TASK DETAILS:
Reproduce all of the data below line for line, keeping every character unchanged.

[Extracted records]

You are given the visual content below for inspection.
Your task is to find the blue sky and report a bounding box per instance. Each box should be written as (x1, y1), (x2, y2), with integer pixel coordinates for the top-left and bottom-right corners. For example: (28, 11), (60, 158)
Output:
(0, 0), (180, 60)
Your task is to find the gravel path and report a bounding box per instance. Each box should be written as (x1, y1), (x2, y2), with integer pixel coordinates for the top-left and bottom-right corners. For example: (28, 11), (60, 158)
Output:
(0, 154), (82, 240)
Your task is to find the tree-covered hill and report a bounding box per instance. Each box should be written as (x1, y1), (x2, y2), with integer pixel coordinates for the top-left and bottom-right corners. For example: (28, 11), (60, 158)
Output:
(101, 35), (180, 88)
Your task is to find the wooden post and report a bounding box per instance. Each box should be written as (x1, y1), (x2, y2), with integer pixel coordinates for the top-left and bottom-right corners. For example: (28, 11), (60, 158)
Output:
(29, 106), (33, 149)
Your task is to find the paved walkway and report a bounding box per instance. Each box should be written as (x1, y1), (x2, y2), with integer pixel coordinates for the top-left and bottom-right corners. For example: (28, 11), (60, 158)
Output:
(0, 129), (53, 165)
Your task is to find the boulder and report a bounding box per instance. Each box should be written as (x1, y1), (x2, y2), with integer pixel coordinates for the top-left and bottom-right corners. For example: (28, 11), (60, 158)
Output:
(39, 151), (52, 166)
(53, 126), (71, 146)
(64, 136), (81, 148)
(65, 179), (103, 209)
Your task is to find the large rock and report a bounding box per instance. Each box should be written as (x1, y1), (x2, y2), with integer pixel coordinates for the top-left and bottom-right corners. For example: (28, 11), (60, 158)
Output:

THE COMPLETED TASK:
You are given the visual content below for inspection.
Your task is to find the blue sky and report a bounding box per instance. Each box should be written as (x1, y1), (x2, y2), with integer pixel coordinates for the top-left and bottom-right corners. For example: (28, 11), (60, 158)
Output:
(0, 0), (180, 60)
Your task is to find the gravel path and report a bounding box per instance. Each box should be written as (x1, y1), (x2, y2), with integer pixel coordinates for the top-left and bottom-right corners. For example: (28, 11), (60, 158)
Output:
(0, 154), (82, 240)
Your task is to find the tree-covered hill and report a bounding box per instance. Each box should be written as (x1, y1), (x2, y2), with integer pixel coordinates for the top-left and bottom-right corners. For example: (28, 11), (60, 158)
Output:
(101, 35), (180, 88)
Your task is to find the wooden post and report a bounding box per instance. Each box should be written as (x1, y1), (x2, y2), with integer pixel coordinates for the top-left and bottom-right corners. For example: (28, 11), (60, 158)
Output:
(29, 106), (33, 149)
Your task is to find the paved walkway and report a bounding box per instance. Each box should be written as (x1, y1), (x2, y2), with integer pixel coordinates for the top-left and bottom-right corners. For example: (28, 11), (60, 158)
Output:
(0, 129), (53, 165)
Your task is to find the boulder and report a bounding box per instance. Each box should be written as (x1, y1), (x2, y2), with integer pixel coordinates for the top-left and bottom-right corners. For example: (28, 11), (60, 158)
Output:
(39, 151), (52, 166)
(53, 126), (71, 146)
(64, 136), (81, 148)
(65, 179), (103, 209)
Your task is to find the large rock and report a bounding box per instance. Each box should be written as (x1, y1), (x2, y2), with integer pixel coordinates for the top-left and bottom-right corners. For example: (28, 11), (60, 158)
Output:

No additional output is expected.